## Some records
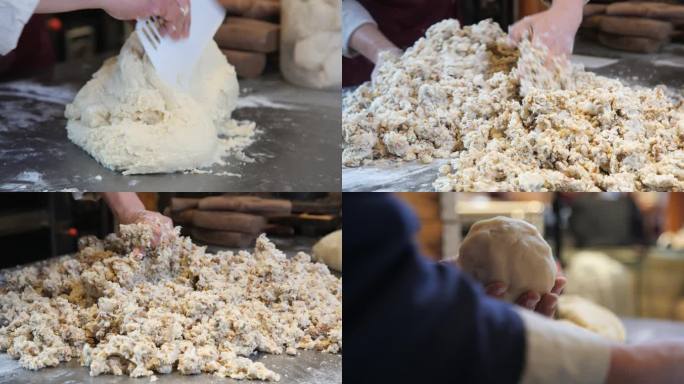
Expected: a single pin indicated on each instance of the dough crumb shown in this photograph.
(124, 306)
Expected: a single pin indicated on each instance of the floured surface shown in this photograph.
(308, 367)
(461, 94)
(108, 307)
(130, 121)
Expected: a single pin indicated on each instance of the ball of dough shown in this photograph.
(510, 251)
(593, 317)
(130, 121)
(328, 250)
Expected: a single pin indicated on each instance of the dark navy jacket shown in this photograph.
(407, 319)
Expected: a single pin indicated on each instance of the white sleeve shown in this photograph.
(14, 14)
(354, 15)
(562, 353)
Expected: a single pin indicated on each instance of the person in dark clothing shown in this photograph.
(408, 319)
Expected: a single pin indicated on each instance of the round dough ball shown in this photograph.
(328, 250)
(593, 317)
(510, 251)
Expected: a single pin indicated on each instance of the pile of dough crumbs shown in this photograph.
(122, 306)
(508, 122)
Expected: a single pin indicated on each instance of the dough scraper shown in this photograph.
(175, 60)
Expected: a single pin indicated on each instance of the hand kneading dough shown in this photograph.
(328, 250)
(593, 317)
(510, 251)
(130, 121)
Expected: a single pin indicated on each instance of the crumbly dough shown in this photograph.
(510, 123)
(593, 317)
(130, 121)
(124, 307)
(509, 251)
(328, 250)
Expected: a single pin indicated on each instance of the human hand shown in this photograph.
(162, 226)
(544, 304)
(174, 13)
(555, 27)
(382, 58)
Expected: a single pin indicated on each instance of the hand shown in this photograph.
(161, 225)
(555, 27)
(545, 304)
(175, 13)
(382, 57)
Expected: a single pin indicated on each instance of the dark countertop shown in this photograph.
(666, 68)
(297, 147)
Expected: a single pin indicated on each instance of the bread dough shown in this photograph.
(130, 121)
(468, 95)
(328, 250)
(511, 251)
(584, 313)
(108, 305)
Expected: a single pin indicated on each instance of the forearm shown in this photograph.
(123, 204)
(369, 42)
(56, 6)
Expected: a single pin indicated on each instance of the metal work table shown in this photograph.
(297, 147)
(308, 367)
(644, 70)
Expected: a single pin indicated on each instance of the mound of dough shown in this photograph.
(584, 313)
(328, 250)
(124, 307)
(130, 121)
(508, 122)
(511, 251)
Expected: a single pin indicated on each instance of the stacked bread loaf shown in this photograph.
(634, 26)
(231, 221)
(249, 34)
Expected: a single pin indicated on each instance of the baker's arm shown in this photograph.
(174, 12)
(560, 353)
(556, 27)
(15, 14)
(128, 209)
(409, 319)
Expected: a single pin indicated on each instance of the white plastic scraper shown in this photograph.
(175, 60)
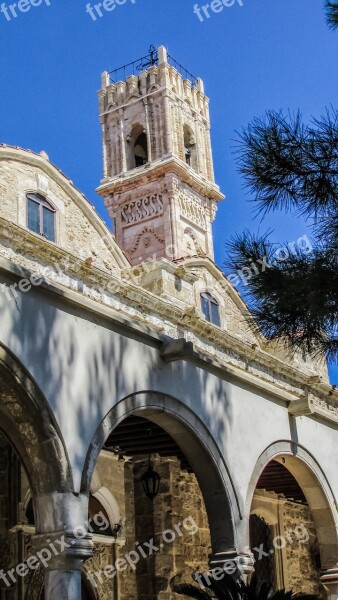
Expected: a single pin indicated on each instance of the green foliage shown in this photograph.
(229, 588)
(331, 9)
(293, 167)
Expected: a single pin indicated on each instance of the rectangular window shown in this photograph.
(206, 308)
(215, 314)
(48, 224)
(33, 216)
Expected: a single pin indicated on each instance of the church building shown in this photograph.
(147, 433)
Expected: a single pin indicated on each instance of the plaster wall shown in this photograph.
(84, 365)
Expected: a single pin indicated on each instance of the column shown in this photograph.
(329, 580)
(234, 562)
(63, 555)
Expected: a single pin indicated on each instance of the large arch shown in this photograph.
(29, 425)
(319, 495)
(197, 444)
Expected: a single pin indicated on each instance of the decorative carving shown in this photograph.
(35, 584)
(143, 208)
(191, 207)
(147, 240)
(198, 249)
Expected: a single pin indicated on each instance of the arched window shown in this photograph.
(41, 216)
(141, 150)
(189, 146)
(261, 538)
(210, 309)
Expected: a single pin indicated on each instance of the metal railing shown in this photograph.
(143, 63)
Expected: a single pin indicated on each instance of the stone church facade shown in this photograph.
(128, 350)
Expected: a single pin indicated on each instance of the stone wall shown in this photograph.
(296, 553)
(303, 560)
(179, 498)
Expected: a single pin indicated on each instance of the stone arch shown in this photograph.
(137, 146)
(315, 487)
(189, 143)
(30, 427)
(196, 443)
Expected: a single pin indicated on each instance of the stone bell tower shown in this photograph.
(158, 181)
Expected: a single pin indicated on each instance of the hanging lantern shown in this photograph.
(150, 479)
(150, 482)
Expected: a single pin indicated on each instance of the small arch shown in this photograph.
(316, 489)
(137, 150)
(190, 153)
(195, 442)
(30, 427)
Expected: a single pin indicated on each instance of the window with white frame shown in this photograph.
(210, 309)
(41, 216)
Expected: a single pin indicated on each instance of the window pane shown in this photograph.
(215, 314)
(205, 308)
(48, 224)
(33, 216)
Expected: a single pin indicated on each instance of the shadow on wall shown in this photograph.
(85, 364)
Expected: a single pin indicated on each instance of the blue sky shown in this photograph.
(266, 54)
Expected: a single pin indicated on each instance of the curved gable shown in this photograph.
(79, 230)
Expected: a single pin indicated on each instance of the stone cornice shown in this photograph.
(37, 160)
(212, 346)
(170, 164)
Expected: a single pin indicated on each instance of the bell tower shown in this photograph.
(158, 180)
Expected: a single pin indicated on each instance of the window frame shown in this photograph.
(42, 203)
(212, 302)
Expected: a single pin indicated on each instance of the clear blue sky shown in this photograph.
(276, 54)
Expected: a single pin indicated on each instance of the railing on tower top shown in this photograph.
(143, 63)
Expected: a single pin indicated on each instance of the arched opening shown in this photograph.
(189, 518)
(189, 146)
(33, 466)
(137, 148)
(292, 529)
(141, 150)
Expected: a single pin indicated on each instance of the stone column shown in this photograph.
(62, 543)
(240, 564)
(62, 555)
(329, 580)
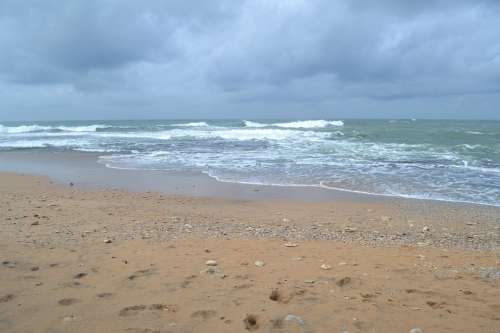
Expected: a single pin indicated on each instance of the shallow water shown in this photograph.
(432, 159)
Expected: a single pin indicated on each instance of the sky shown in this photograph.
(305, 59)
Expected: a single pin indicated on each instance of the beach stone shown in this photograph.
(386, 218)
(211, 263)
(259, 263)
(326, 267)
(291, 317)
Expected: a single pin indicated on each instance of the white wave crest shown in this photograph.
(297, 124)
(241, 134)
(310, 124)
(23, 129)
(193, 124)
(40, 128)
(90, 128)
(254, 124)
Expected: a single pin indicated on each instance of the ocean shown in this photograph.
(447, 160)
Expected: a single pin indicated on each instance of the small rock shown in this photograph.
(210, 270)
(259, 263)
(251, 322)
(299, 320)
(342, 282)
(70, 318)
(326, 267)
(211, 263)
(386, 218)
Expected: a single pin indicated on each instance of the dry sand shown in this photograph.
(386, 268)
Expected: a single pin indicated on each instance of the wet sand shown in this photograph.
(79, 259)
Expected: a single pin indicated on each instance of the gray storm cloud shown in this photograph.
(299, 58)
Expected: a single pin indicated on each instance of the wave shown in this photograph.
(228, 134)
(23, 129)
(39, 128)
(193, 124)
(297, 124)
(311, 124)
(91, 128)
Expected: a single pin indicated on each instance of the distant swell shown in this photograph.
(297, 124)
(193, 124)
(40, 128)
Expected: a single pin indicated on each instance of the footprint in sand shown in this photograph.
(7, 298)
(204, 314)
(137, 309)
(142, 273)
(9, 264)
(105, 295)
(79, 275)
(68, 301)
(146, 330)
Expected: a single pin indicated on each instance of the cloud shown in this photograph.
(250, 51)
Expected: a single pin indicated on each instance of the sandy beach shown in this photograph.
(76, 259)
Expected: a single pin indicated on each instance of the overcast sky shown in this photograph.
(115, 59)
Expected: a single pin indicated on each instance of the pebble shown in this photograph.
(292, 317)
(350, 229)
(211, 263)
(259, 263)
(385, 218)
(326, 267)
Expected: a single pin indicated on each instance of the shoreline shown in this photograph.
(75, 259)
(86, 170)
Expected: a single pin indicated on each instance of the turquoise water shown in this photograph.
(432, 159)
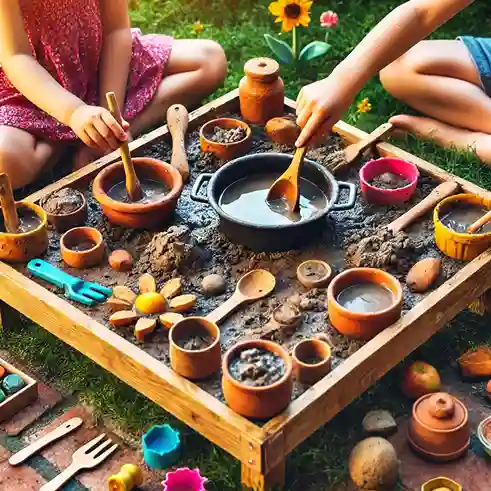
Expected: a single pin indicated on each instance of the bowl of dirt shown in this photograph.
(388, 181)
(227, 138)
(257, 378)
(161, 185)
(195, 348)
(65, 209)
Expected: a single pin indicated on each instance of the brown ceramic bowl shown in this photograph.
(225, 151)
(75, 238)
(66, 221)
(310, 373)
(195, 364)
(18, 248)
(257, 402)
(138, 215)
(363, 325)
(439, 427)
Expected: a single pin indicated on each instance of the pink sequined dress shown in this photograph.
(66, 39)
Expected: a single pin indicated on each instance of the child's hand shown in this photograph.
(96, 127)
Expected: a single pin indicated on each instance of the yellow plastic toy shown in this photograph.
(129, 477)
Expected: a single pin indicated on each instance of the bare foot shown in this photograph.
(445, 135)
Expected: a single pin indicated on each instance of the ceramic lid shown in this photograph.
(440, 411)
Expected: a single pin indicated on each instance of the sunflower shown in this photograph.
(292, 13)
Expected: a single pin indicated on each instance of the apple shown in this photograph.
(419, 379)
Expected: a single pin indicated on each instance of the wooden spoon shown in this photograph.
(9, 208)
(252, 286)
(484, 220)
(133, 186)
(287, 185)
(177, 122)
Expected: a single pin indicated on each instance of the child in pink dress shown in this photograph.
(58, 59)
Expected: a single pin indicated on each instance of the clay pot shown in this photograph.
(18, 248)
(83, 258)
(225, 151)
(194, 364)
(66, 221)
(308, 373)
(257, 402)
(137, 215)
(439, 428)
(363, 325)
(261, 91)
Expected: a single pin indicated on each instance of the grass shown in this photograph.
(321, 462)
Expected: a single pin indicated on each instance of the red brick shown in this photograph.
(48, 398)
(21, 478)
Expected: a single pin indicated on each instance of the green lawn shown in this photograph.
(320, 463)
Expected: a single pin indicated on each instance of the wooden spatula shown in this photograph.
(9, 209)
(177, 122)
(133, 186)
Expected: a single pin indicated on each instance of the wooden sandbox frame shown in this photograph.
(262, 450)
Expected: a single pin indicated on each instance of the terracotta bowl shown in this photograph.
(195, 364)
(66, 221)
(18, 248)
(257, 402)
(310, 373)
(225, 151)
(137, 215)
(81, 259)
(439, 428)
(363, 325)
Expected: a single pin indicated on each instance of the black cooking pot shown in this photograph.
(271, 237)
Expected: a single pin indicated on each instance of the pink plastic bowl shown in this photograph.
(380, 196)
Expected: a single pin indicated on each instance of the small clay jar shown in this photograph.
(257, 402)
(308, 349)
(194, 364)
(261, 91)
(82, 258)
(439, 428)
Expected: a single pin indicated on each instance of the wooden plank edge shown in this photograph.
(182, 398)
(361, 370)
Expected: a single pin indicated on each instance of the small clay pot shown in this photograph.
(261, 91)
(257, 402)
(81, 259)
(309, 373)
(194, 364)
(138, 215)
(18, 248)
(225, 151)
(439, 428)
(66, 221)
(363, 325)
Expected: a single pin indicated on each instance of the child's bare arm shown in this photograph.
(321, 104)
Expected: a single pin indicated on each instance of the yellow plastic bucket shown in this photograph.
(461, 246)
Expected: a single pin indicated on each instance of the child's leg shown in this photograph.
(194, 70)
(440, 79)
(22, 156)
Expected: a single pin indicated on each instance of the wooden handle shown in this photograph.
(440, 192)
(177, 121)
(133, 186)
(9, 208)
(57, 433)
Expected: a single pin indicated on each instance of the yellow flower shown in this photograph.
(364, 106)
(292, 13)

## Problem description
Include both ends. Return the line holding "Expected: a single pin indicated on each instance of the black" and all lines after it in the records above, exactly as written.

## Written answer
Expected: a single pin indicated on each instance of the black cooking pot shown in this photograph.
(271, 237)
Expected: a single pin indicated on each instance of the pink plastic bowl shown in this photograph.
(380, 196)
Expected: a single pin indicated on each instance of the small clay jar shown in this photograph.
(257, 402)
(308, 349)
(194, 364)
(261, 91)
(82, 258)
(439, 428)
Expected: a single pin indicated on each instance of the wooden plank edge shown in this photograph.
(182, 398)
(361, 370)
Expected: a single pin indicated on each instance of the small clay pot shown in this photograph.
(261, 91)
(257, 402)
(81, 259)
(309, 373)
(194, 364)
(138, 215)
(18, 248)
(225, 151)
(439, 428)
(66, 221)
(363, 325)
Expected: a single pin indicated on each instance of the child's bare arm shown in this photograph.
(321, 104)
Expected: a single pin indicated on each instance of the yellow plastic bucket shown in this photograph.
(461, 246)
Expected: a single pin indicated on each instance of the child's leg shown in this photograph.
(194, 70)
(440, 79)
(22, 156)
Expected: a single pin indicated on each instance of the wooden handle shown in this photograph.
(440, 192)
(177, 121)
(133, 186)
(9, 208)
(57, 433)
Expected: a single pin indicated on each instance of the yellow flower shown in this photograph.
(364, 106)
(292, 13)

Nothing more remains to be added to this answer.